▸ **WHAT TO WORK ON**: Pick up the essay on Miles Davis's music after its final sentence and carry it forward.

▸ **EXTRACT**:
################
Yeah, except this ain’t where he left off. He left off with Agharta and Pangaea, two concerts recorded on the same day in Japan. The former, an afternoon concert, was the last “new” Davis LP released in this country (in 1976) before The Man with the Horn, while Pangaea, the evening show, is only recently available here on import. And there was a fury completely absent from either Man or the recent gigs in that music, especially in Pangaea, whose first side's violent, headlong assault had led me more than once to call it “the first jazz of the Eighties.”

The truth is that the jazz of the Eighties, if there's going to be any that matters, probably began in 1972 with On the Corner. God knows few enough people had any use for it in the Seventies, including me, who had followed and loved everything Miles did from Birth of the Cool on out, and couldn’t even hear it, much less feel its cold flame and realize its intentions, for five years after it was released.

I think one reason so many of us had trouble with that most radically abrupt of Miles’ departures was what we perceived in the album as an absence of exactly that emotional quality Crouch spoke of. It's always been axiomatic that even if others had greater technique, or he seemed in the Sixties to have been “passed up” by his alumni like Coltrane, or even that he seems to many ears to have been playing the same blues solo in different settings for decades, still, Miles has more soul. If On the Corner could hardly be accused of being that same solo, it also could be (was) accused of having no discernible emotion in it.
################
▸ **SUPPLIED INFORMATION**:
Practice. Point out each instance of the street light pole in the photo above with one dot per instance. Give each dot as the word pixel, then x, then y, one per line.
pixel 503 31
################
▸ **ANSWER TO THIS PROBLEM**:
The two keys we missed were rhythm and attitude. For the first time a Miles Davis album was conceived not as a setting for the type of deeply emotive trumpet playing on LPs like Sketches of Spain and My Funny Valentine, but as a world and a world-view fully realized in which all parts were equivalently integral to the whole. It was like a big painting of a whole city laid out as if on a map come wrigglingly alive. It was like a hive. Those who still don’t “get it” might be best advised to put it on cassette and listen to it while walking around downtown Detroit, New York's 14th Street, or any really busy, crowded urban area. (Though interestingly enough I first really heard it when I was in Jamaica, where it was suddenly almost obscenely, frighteningly alive, and its sense of menace unmistakable.) As an old girlfriend said once when we drove through ghetto Detroit with it on the box, “I get it; this is an environment record.” But that environment doesn’t have to be funky; what was initially perceived as emotionless in the music turned out actually to be an alienation so extreme that we could only grow into it and the album as time caught up with us and we caught up with Miles. In fact, the music seems to change with and comment on different environments: in more low-rent areas, on the (real) corner, it not only catches the rhythms of human movement, but each instrument, and each little melodic or rhythmic figure (what once seemed like doodles, squiggles) that appears briefly, disappears, and reappears again several minutes later, is like a different one of the characters you see regularly passing through your local interzone, blending at first but eventually becoming the cast of an urban drama without beginning or end in which they are all hanging out. Play it in Macy's or mid-town Manhattan or at the shopping mall and it grows discernibly colder, the wriggling entities more sinister.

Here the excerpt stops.